• What needs to be done: Exclude the pictures, then copy all remaining records exactly.

.....

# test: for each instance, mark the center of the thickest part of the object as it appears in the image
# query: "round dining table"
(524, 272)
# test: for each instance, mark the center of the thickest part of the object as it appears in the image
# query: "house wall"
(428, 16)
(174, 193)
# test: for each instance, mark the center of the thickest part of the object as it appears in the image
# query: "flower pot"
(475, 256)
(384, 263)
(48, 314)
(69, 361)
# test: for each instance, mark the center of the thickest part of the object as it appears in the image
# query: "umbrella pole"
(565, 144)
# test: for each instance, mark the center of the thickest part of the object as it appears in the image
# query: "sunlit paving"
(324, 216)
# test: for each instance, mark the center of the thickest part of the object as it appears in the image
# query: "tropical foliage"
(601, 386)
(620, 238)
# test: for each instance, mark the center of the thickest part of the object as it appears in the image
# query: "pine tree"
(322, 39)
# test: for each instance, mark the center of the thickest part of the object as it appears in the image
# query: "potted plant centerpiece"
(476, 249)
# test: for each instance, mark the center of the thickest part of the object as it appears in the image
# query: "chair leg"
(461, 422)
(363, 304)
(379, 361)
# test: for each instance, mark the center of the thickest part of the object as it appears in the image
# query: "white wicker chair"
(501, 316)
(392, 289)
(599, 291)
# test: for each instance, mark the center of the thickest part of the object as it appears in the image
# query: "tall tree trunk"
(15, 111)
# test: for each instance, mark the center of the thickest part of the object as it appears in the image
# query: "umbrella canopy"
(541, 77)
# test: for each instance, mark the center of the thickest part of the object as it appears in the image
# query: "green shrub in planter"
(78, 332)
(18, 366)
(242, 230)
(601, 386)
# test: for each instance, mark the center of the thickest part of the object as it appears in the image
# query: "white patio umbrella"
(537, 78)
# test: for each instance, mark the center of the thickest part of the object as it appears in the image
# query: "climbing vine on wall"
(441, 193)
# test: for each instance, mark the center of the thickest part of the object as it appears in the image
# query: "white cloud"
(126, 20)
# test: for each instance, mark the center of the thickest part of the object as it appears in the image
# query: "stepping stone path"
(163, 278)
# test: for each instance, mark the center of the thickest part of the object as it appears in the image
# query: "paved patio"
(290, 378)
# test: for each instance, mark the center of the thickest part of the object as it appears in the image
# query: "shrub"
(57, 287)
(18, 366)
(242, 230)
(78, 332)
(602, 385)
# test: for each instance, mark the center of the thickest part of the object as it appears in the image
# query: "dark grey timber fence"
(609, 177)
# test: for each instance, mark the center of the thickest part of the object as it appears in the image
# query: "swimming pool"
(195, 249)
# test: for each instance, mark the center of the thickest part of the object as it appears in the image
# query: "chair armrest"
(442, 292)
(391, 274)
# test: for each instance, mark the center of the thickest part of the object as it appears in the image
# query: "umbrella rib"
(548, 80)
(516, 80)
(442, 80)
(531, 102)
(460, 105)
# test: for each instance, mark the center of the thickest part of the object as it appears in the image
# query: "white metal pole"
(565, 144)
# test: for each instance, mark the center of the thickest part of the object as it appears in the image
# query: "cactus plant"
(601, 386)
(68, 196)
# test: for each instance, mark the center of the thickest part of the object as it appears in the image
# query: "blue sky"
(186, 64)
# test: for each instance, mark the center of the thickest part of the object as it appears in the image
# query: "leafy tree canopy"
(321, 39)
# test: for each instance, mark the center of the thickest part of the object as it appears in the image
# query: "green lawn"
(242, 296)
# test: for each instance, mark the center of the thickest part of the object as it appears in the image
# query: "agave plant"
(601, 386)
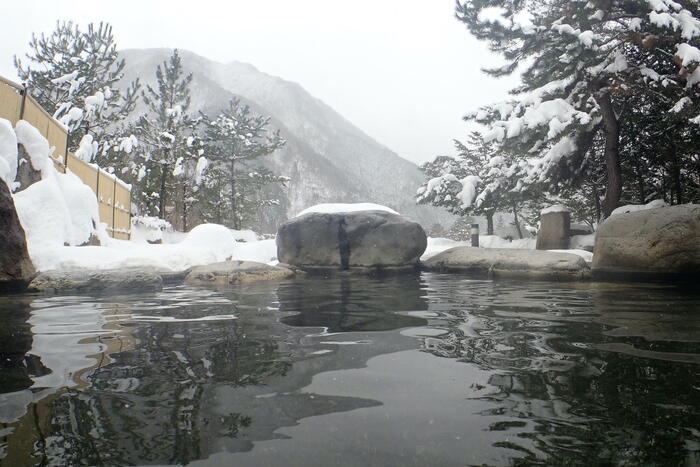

.....

• Answer to this task:
# test: for each instance, mark the center of the thickest part of the object as it appears in the image
# query: "round dining table"
(524, 272)
# test: for each instance, mark the center of the thickest part of the object as it appears in the image
# query: "house wall"
(428, 16)
(174, 193)
# test: for each instance, mark the center of the thickest part of the object as it appears in the image
# query: "flower pot"
(475, 256)
(384, 263)
(48, 314)
(69, 361)
# test: for each instance, mark the center of the thickest part of the object as it appears in the image
# query: "umbrella pole"
(565, 144)
# test: for each instance, mark the center of the thickest part of the object as it appears in the image
# query: "sunlit paving"
(324, 216)
# test: for each instance, mark the center of the thickest part of the object as it appears in the image
# query: "tropical foliage"
(601, 386)
(620, 238)
# test: for each instance, mark the center of the thickest part of the object as it appears in the image
# query: "pine tree"
(322, 39)
# test: for each instance, mark the center of the thickest part of the object as it appears in the image
# query: "potted plant centerpiece"
(476, 249)
# test: for each instance, mark the center of the thickest part of the object as it appears in the image
# query: "chair leg"
(461, 422)
(363, 304)
(379, 361)
# test: for each instance, mark the center of the thickest part of the object as it appears in the image
# query: "white wicker chair"
(501, 316)
(392, 289)
(599, 291)
# test: for each instance, mark the center of the thickest part of the object as it appears in the image
# query: "tall tree trunk"
(15, 111)
# test: for each instance, mark the center of the thickest part of the object as it appears in the image
# query: "umbrella canopy"
(541, 77)
# test: for each instance, mark the center of the thickest part of the object as it appears in the image
# query: "green shrub in planter"
(78, 332)
(18, 366)
(242, 230)
(601, 386)
# test: for each instance, mark the center of the thickest part of the object as it appears in the image
# query: "white patio umbrella"
(537, 78)
# test: for each instance, mark the center of the thickest part of the object as it appears in the image
# query: "climbing vine on wall"
(441, 193)
# test: for each instance, mark the center of the thickest part of the object as it appears in the image
# query: "white cloud"
(126, 20)
# test: for each instance, mark the center of the thickest part of the object as it appears in the image
# query: "stepping stone path"
(163, 278)
# test: for each instance, mark the center of the thickest part of the object as it appears in the image
# query: "paved patio"
(290, 378)
# test: for each instance, mark the center of the thickest part of the object as it appears in the image
# query: "shrub"
(57, 287)
(18, 366)
(242, 230)
(78, 332)
(602, 385)
# test: for each instance, mark the center of the thickest part of the object as it appears in the image
# query: "dark grey timber fence"
(609, 177)
# test: for each instance, mark the center of the thickest part of the object as it appears in the image
# query: "swimming pool"
(195, 249)
# test: for each instance, mark the center of the thickest part of the object as it appears in the image
# query: "chair armrest"
(442, 292)
(391, 274)
# test: for each instance, mark the center of the thickest part of the object as it appears in the image
# query: "umbrella rib"
(548, 80)
(516, 80)
(442, 80)
(531, 102)
(460, 105)
# test: for each instance, mark the center of the thickest part of the object as it appears in the image
# query: "white metal pole"
(565, 144)
# test: for each instance, mark the center of the thickest part of the object as it appears in the image
# query: "cactus plant"
(601, 386)
(68, 196)
# test: for each instance, mark the center of the thickest part of the object as it appears in the image
# query: "blue sky"
(186, 64)
# test: for each instance, mark the center of the thickest part of the object as it appears in the image
# query: "leafy tree canopy"
(321, 39)
# test: for each instance, mark the center of the thickest part of the object as it appears in the image
# query: "green lawn"
(242, 296)
# test: for each instance, mark the center of the thickest part of the object as it appears in the image
# query: "agave plant"
(601, 386)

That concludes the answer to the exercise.